Data items
==================================================

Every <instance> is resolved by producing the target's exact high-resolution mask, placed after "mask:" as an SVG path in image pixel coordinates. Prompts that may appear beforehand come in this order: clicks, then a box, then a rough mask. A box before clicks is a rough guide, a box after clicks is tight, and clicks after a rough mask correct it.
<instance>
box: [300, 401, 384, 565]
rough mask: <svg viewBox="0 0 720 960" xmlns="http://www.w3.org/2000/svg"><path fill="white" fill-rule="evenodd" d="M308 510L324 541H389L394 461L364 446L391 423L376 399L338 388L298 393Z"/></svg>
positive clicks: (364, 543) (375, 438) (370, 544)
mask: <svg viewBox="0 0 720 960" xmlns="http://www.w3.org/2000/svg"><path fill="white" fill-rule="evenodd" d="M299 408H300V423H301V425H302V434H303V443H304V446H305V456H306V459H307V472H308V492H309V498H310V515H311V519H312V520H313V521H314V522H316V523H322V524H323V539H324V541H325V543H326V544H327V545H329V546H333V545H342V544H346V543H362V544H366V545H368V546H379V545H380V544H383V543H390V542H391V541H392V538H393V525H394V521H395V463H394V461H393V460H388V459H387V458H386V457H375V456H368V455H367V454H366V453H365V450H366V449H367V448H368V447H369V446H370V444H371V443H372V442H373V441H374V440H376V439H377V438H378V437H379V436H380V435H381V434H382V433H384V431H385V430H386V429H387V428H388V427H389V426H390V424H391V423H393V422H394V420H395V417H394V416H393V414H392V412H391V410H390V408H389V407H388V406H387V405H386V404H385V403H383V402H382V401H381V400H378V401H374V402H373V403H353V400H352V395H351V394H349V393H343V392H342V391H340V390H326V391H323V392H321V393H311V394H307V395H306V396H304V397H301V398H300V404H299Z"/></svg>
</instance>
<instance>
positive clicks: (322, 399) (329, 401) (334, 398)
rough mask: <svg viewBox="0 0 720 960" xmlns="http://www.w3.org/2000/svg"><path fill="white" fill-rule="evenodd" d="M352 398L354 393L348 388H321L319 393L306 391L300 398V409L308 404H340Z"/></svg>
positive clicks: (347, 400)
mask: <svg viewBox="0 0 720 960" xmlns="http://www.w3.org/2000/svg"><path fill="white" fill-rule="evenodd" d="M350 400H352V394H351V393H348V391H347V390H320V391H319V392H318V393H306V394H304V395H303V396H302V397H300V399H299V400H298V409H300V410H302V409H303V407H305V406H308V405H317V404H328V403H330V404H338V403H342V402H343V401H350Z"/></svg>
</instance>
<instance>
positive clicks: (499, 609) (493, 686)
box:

==================================================

-- THE TASK --
Could you copy the entries above again, substituting "coarse mask" for every occurrence of "rough mask" and keeping everything else the same?

-- PROBLEM SOLUTION --
Every <instance> is resolved by producing the target's exact high-resolution mask, placed after "mask:" as an SVG path in image pixel coordinates. Prompts that may appear beforehand come in this order: clicks, then a box, then a coarse mask. A box before clicks is a rough guide, a box after clicks is tight, and clicks after a coarse mask correct it.
<instance>
box: [300, 401, 384, 565]
coarse mask: <svg viewBox="0 0 720 960" xmlns="http://www.w3.org/2000/svg"><path fill="white" fill-rule="evenodd" d="M308 510L324 541H389L394 461L364 446L391 423L376 399L338 388L298 393Z"/></svg>
positive clicks: (364, 543) (375, 438) (370, 544)
mask: <svg viewBox="0 0 720 960" xmlns="http://www.w3.org/2000/svg"><path fill="white" fill-rule="evenodd" d="M299 408H300V423H301V425H302V434H303V443H304V446H305V456H306V459H307V472H308V492H309V498H310V515H311V519H312V520H313V521H314V522H316V523H322V524H323V539H324V541H325V543H326V544H327V545H329V546H333V545H342V544H346V543H362V544H366V545H368V546H379V545H380V544H383V543H390V542H391V541H392V538H393V525H394V521H395V463H394V461H393V460H388V459H387V458H386V457H375V456H368V455H367V454H366V453H365V450H366V449H367V448H368V447H369V446H370V444H371V443H372V442H373V441H374V440H376V439H377V438H378V437H379V436H380V435H381V434H382V433H384V431H385V430H386V429H387V428H388V427H389V426H390V424H391V423H393V422H394V420H395V417H394V416H393V414H392V412H391V410H390V408H389V407H388V406H387V405H386V404H385V403H383V402H382V401H381V400H378V401H374V402H373V403H353V400H352V395H351V394H349V393H343V392H342V391H340V390H326V391H323V392H321V393H311V394H307V395H306V396H304V397H301V398H300V404H299Z"/></svg>
</instance>
<instance>
positive clicks: (322, 399) (329, 401) (334, 398)
coarse mask: <svg viewBox="0 0 720 960" xmlns="http://www.w3.org/2000/svg"><path fill="white" fill-rule="evenodd" d="M352 398L354 393L348 388H321L319 393L306 391L300 398V409L308 404H340Z"/></svg>
positive clicks: (347, 400)
mask: <svg viewBox="0 0 720 960" xmlns="http://www.w3.org/2000/svg"><path fill="white" fill-rule="evenodd" d="M350 400H352V394H351V393H348V391H347V390H320V391H319V392H318V393H306V394H304V395H303V396H302V397H300V399H299V400H298V409H300V410H302V409H303V407H305V406H308V405H317V404H328V403H330V404H338V403H342V402H343V401H350Z"/></svg>
</instance>
<instance>
positive clicks: (499, 609) (493, 686)
box:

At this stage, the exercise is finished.